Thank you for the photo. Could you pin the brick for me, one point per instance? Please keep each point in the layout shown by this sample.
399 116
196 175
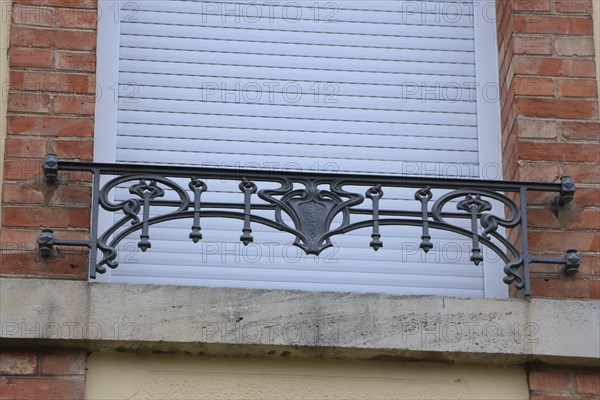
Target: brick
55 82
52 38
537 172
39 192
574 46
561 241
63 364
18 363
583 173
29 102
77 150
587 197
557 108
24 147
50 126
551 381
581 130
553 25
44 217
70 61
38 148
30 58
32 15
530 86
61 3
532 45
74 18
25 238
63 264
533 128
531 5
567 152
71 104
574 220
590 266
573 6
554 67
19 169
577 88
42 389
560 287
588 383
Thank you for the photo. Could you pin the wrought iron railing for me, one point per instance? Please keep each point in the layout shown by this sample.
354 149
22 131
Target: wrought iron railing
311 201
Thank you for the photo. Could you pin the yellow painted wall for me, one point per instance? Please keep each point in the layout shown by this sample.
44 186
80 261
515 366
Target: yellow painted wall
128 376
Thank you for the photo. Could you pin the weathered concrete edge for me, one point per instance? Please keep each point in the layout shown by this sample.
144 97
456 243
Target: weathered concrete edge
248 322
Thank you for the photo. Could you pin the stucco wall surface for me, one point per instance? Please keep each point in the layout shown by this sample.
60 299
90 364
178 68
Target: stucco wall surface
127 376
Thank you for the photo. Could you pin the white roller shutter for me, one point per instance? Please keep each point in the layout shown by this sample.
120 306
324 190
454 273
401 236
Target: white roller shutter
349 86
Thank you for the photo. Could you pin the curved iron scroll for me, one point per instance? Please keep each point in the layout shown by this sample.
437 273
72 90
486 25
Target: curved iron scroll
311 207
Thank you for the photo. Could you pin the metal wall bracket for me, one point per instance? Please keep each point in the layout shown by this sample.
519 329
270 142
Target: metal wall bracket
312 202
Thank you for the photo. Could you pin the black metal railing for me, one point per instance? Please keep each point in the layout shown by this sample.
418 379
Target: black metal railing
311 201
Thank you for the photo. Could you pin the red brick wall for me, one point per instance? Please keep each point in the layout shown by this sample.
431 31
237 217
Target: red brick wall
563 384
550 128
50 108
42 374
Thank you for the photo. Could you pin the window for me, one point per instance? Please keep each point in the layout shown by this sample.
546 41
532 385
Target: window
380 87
_ _ _ _
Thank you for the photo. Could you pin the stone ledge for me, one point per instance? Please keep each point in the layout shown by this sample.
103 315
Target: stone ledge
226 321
_ _ _ _
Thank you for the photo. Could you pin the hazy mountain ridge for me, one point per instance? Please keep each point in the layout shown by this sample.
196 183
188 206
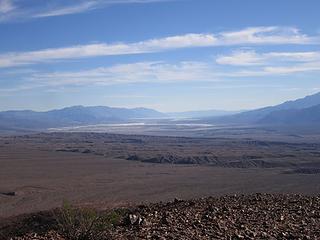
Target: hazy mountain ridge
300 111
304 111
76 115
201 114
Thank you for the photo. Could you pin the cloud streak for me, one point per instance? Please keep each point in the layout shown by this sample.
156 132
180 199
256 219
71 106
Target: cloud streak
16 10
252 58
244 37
_ _ _ _
_Task goal_
Find each line in the items above that contains the word "cloud", with case counting, and copy every such line.

_Solution to this exercise_
Thank you for the photo. Could you pin the cloud streak for me, one point per instance? Please keep each point in the layout shown by this sample.
Target: cloud streak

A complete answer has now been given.